Retype each entry below exactly as it stands.
::::
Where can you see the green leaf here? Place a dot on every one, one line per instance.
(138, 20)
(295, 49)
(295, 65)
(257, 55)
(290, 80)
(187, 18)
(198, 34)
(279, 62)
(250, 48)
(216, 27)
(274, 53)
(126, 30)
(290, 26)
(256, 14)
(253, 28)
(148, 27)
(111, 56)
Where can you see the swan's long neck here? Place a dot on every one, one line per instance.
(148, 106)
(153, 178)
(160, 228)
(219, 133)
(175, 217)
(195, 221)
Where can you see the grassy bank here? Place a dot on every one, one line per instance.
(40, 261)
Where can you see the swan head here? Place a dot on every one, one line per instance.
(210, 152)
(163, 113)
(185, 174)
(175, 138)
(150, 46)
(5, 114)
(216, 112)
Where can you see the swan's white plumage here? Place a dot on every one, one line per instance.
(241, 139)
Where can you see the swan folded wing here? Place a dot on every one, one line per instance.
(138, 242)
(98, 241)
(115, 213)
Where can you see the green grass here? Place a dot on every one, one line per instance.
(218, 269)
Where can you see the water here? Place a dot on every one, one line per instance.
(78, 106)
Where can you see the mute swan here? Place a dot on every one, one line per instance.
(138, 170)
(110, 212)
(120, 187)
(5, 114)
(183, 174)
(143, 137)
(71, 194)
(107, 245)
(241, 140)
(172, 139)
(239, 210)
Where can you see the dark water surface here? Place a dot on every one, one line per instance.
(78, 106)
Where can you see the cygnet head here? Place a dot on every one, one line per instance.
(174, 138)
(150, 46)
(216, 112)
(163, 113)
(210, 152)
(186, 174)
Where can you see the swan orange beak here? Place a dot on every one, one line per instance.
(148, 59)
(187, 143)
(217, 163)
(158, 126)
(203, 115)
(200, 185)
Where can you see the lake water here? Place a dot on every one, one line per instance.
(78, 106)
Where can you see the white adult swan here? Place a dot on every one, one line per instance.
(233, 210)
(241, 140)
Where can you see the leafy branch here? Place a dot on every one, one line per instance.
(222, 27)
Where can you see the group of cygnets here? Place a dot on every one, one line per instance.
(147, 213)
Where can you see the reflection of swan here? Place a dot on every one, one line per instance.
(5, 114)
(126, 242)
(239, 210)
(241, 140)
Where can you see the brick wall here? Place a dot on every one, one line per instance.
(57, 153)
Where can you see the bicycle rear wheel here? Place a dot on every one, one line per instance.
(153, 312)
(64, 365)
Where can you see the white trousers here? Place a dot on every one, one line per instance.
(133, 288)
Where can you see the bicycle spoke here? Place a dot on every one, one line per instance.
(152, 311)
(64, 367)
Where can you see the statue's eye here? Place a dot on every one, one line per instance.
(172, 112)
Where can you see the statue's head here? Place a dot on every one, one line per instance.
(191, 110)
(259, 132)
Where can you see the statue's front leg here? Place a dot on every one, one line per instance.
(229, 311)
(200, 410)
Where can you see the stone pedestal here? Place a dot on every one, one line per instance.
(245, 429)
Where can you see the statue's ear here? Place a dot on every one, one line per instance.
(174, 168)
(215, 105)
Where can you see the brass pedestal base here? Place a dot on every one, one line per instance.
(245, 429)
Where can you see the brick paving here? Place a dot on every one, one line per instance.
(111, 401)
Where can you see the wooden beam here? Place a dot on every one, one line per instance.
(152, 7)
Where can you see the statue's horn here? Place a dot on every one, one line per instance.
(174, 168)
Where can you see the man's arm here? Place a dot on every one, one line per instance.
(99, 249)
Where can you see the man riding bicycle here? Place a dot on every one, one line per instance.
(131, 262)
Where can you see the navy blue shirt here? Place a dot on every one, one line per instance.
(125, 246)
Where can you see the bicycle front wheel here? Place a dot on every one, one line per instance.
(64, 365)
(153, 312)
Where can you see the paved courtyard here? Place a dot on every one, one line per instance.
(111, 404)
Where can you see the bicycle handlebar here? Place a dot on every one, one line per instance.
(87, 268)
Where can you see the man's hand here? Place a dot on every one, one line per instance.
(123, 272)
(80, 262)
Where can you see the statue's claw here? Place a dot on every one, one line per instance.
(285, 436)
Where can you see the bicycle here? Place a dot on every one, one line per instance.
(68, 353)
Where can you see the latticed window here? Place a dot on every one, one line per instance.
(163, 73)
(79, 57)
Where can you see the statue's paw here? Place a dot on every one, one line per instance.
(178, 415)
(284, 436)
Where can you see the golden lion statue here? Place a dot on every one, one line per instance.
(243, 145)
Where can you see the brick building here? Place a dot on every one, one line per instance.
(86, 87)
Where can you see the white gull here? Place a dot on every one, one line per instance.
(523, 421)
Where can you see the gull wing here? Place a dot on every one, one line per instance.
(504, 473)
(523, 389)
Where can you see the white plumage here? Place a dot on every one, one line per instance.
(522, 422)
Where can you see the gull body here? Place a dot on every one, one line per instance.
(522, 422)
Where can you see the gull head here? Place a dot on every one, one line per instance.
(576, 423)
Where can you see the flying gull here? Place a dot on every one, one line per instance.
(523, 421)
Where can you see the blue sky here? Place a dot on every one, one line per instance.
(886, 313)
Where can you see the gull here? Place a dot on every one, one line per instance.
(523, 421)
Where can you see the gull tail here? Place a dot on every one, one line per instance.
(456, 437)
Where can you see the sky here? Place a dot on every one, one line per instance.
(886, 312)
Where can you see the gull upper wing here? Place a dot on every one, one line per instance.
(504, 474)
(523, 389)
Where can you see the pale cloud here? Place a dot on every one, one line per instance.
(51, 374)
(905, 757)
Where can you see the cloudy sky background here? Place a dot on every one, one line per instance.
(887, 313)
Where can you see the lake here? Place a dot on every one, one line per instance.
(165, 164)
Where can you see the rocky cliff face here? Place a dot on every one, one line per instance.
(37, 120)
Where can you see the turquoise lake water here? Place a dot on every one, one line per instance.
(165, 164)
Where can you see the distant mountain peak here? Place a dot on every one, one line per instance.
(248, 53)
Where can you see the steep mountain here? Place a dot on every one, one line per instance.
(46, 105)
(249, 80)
::::
__Problem solution__:
Where can you see the green leaf here? Place a dot on every one, one line per instance.
(138, 20)
(295, 49)
(295, 65)
(257, 55)
(290, 80)
(187, 18)
(198, 34)
(279, 62)
(250, 48)
(216, 27)
(274, 53)
(126, 30)
(290, 26)
(256, 14)
(253, 28)
(148, 27)
(111, 56)
Where can you see the swan's long neck here? Place a dot on every one, one line per instance.
(148, 106)
(153, 178)
(160, 228)
(219, 133)
(175, 217)
(195, 221)
Where can you see the grassy bank here? Place a dot on every one, one line per instance.
(40, 261)
Where can you see the swan head here? Place a dot on every one, one line per instance.
(210, 152)
(163, 113)
(185, 174)
(175, 138)
(150, 46)
(5, 114)
(216, 112)
Where can you see the swan's white plumage here? Place a dot on every one, one line per instance.
(241, 139)
Where can you see the swan folded wing here? Place a dot on every one, one line per instance.
(138, 242)
(98, 241)
(115, 213)
Where can you see the green grass here? Place a dot on every one, one line per instance.
(218, 269)
Where can you see the water here? Place a dot on every one, one line per instance.
(78, 106)
Where can you see the mute swan here? Place a dot on every one, one line per instance.
(138, 170)
(110, 212)
(120, 187)
(5, 114)
(183, 174)
(143, 137)
(71, 194)
(107, 245)
(241, 140)
(172, 139)
(239, 210)
Where can you see the dark water surface here? Place a dot on every one, one line per instance.
(78, 106)
Where can you see the cygnet head here? Place a dot on every one, one line per instance.
(174, 138)
(150, 46)
(216, 112)
(163, 113)
(210, 152)
(186, 174)
Where can you see the swan orange beak here? Place a dot on every one, one line per instance.
(148, 59)
(187, 143)
(217, 163)
(158, 126)
(203, 115)
(200, 185)
Where can you see the lake water here? Place a dot on every one, one line per instance.
(78, 106)
Where can you see the white adult swan here? Place a dot on every one, one line per instance.
(233, 210)
(241, 140)
Where can you see the leafy branch here? Place a dot on every one, one line per instance.
(222, 27)
Where can you see the group of cygnets here? Place a dot on every one, one line per instance.
(147, 213)
Where can you see the reflection of swan here? Place a dot on every one, one line per instance.
(5, 114)
(126, 242)
(239, 210)
(241, 140)
Where can you see the brick wall here? Place a dot on every one, one line per instance.
(57, 153)
Where can you see the bicycle rear wheel here? Place a dot on every one, one line per instance.
(153, 312)
(64, 365)
Where can you see the white trousers here? Place a dot on every one, one line per instance.
(133, 288)
Where can you see the bicycle spoke here? Place a dot on every one, one line per instance.
(152, 311)
(64, 367)
Where can you see the statue's eye here? Place a dot on every one, one line per instance.
(172, 112)
Where can you see the statue's head here? Place a dot on every one, one line per instance.
(191, 110)
(259, 132)
Where can you see the statue's front leg here? Place a dot on every one, one line per instance.
(229, 311)
(200, 410)
Where can you see the stone pedestal here? Place a dot on every one, one line per instance.
(245, 429)
Where can you see the statue's ear here? Place a dot on every one, one line per instance.
(174, 168)
(215, 105)
Where can you see the brass pedestal base here? Place a dot on every one, one line per instance.
(245, 429)
Where can you see the brick paving here? Place a dot on every one, one line per instance.
(111, 401)
Where can you see the wooden beam here? Place a dot on every one, one line per instance.
(152, 7)
Where can you see the statue's horn here? Place a dot on every one, one line per instance.
(174, 168)
Where can you see the man's arm here? Place a dot on every one, one line per instance.
(99, 249)
Where can you see the man riding bicycle here? Place a dot on every one, one line per instance.
(131, 262)
Where can you see the navy blue shirt here? Place a dot on every one, one line per instance.
(125, 246)
Where can you see the bicycle front wheel here? Place a dot on every one, one line per instance.
(64, 365)
(153, 312)
Where can you see the paved courtyard here? Place a dot on every one, one line per instance.
(111, 404)
Where can you see the bicycle handlebar here? Place a dot on every one, one line per instance.
(87, 268)
Where can you see the man's hand here? Place a dot on every one, one line per instance.
(123, 272)
(80, 262)
Where can you see the statue's claw here? Place a dot on every one, one line per instance.
(285, 436)
Where can you see the bicycle here? Place a dot on every one, one line per instance.
(68, 353)
Where can you see the latticed window here? Place a dot on every one, one line per instance.
(163, 73)
(79, 57)
Where can you see the statue's paw here? Place a dot on every one, one line per instance.
(178, 415)
(284, 436)
Where can you see the golden lion statue here? Place a dot on every one, one line per instance.
(243, 145)
Where can you see the brick building here? Place a dot on every one, one line per instance.
(86, 87)
Where can you see the white gull here? Place a dot on every one, one line per instance.
(523, 421)
Where can you see the gull wing here? Place a dot on every one, one line per instance.
(504, 473)
(523, 389)
Where can you see the white plumage here? Place a dot on every one, one line per instance.
(522, 422)
Where can you see the gull body here? Place a dot on every one, one line per instance.
(522, 422)
Where can you see the gull head here? Place a dot on every one, one line per instance.
(576, 423)
Where can you see the flying gull here? Place a dot on every one, one line per instance.
(523, 421)
Where can you see the blue sky here? Place a dot on every one, one line per instance.
(886, 313)
Where can you see the gull here? Place a dot on every one, one line per instance.
(523, 421)
Where can you see the gull tail here? Place a dot on every one, one line per instance.
(456, 437)
Where can you see the sky here? Place a dot on every one, one line per instance.
(886, 312)
Where can you see the gull upper wing here? Place a dot on every one, one line per instance.
(504, 474)
(523, 389)
Where can you see the pale cloud here? Place a dot on every one, one line per instance.
(51, 374)
(905, 757)
Where can you see the cloudy sky background here? Place a dot on every one, one line per instance.
(887, 313)
Where can you see the lake here? Place a dot on every one, one line per instance.
(165, 164)
Where can you see the rocky cliff face here? Place a dot on every one, one line per instance.
(37, 120)
Where can you see the turquoise lake water here? Place a dot on every one, one line per instance.
(165, 164)
Where can you see the distant mountain peak here? Place a dot on every one, one line per instance.
(248, 53)
Where can you see the steep mountain here? Place a dot on every one, one line per instance.
(46, 105)
(249, 80)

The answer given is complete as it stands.